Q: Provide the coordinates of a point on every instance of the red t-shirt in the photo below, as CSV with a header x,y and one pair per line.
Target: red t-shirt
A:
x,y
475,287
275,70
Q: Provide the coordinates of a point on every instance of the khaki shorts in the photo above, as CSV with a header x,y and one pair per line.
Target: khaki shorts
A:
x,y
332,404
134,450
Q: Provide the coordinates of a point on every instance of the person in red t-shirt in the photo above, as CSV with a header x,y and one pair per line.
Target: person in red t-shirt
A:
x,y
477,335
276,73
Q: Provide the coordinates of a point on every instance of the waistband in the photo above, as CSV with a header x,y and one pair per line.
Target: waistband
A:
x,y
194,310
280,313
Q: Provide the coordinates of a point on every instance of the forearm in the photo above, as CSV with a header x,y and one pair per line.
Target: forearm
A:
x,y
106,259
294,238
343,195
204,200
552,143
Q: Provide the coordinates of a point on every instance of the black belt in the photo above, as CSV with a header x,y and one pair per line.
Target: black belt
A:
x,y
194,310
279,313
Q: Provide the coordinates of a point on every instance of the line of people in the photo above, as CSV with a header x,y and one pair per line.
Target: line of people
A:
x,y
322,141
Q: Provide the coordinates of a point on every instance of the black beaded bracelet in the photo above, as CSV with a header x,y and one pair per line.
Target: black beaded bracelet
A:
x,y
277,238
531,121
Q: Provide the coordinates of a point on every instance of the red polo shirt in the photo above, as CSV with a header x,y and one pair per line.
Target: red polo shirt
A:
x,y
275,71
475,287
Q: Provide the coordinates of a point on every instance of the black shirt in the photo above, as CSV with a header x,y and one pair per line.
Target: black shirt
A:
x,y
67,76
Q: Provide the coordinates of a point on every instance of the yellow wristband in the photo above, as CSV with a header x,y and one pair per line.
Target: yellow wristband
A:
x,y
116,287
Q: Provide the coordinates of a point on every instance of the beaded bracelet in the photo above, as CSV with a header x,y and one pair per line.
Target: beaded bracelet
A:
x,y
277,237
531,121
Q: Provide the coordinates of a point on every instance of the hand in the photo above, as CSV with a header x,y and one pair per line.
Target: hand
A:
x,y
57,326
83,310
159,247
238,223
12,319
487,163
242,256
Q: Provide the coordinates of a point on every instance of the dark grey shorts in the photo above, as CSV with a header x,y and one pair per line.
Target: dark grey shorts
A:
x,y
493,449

**********

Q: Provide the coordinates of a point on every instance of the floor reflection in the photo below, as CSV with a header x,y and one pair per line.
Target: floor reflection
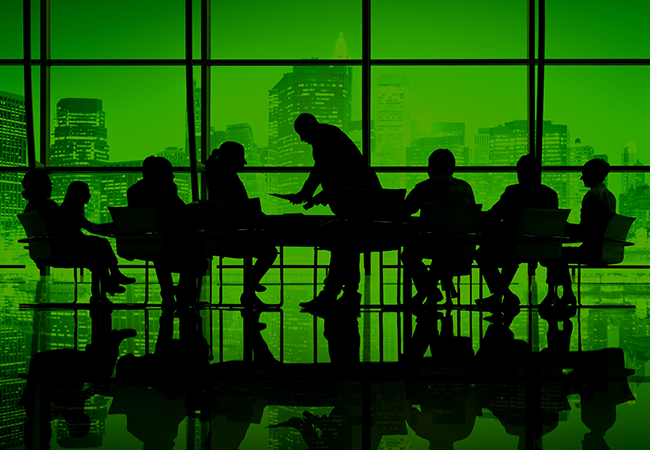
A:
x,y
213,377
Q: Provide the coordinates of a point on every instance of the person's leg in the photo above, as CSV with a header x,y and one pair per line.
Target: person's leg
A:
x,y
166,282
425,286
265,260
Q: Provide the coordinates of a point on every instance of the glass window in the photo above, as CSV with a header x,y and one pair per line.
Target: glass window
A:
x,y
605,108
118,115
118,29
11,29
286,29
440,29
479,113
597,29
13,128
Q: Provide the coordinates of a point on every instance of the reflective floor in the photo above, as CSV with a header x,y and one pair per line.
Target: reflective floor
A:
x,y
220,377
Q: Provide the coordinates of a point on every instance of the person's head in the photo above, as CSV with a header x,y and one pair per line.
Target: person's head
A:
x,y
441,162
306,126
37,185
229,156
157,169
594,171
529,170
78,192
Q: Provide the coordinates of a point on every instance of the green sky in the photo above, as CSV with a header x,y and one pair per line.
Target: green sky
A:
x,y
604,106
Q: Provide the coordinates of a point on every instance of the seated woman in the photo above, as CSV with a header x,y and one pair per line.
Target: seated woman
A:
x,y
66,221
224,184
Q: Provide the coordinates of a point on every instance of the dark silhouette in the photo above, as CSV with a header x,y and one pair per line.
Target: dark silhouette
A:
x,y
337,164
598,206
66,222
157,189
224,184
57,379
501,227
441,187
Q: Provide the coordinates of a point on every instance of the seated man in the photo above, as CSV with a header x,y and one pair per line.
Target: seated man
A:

**********

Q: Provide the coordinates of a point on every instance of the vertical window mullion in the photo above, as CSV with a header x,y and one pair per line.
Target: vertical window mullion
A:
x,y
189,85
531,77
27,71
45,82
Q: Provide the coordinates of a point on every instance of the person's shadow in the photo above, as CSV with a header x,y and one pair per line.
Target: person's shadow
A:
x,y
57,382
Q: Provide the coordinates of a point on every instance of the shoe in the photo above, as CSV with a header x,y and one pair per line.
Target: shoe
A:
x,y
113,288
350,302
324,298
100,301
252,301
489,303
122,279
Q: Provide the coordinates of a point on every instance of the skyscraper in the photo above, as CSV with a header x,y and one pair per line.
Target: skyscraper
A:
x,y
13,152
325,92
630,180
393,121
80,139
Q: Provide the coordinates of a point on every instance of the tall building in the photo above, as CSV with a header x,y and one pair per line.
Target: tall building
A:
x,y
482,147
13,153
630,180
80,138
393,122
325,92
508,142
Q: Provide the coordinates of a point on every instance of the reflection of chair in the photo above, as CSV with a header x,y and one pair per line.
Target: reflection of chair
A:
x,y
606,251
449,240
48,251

**********

STATED TASK >> Find every line of the listing above that contains the string "yellow", and copy each of those lines.

FINISHED ANSWER >>
Q: Provide the coordinates of a point on every instance of the yellow wristband in the photo above, as CSV with a header x,y and one pair per line.
Target: yellow wristband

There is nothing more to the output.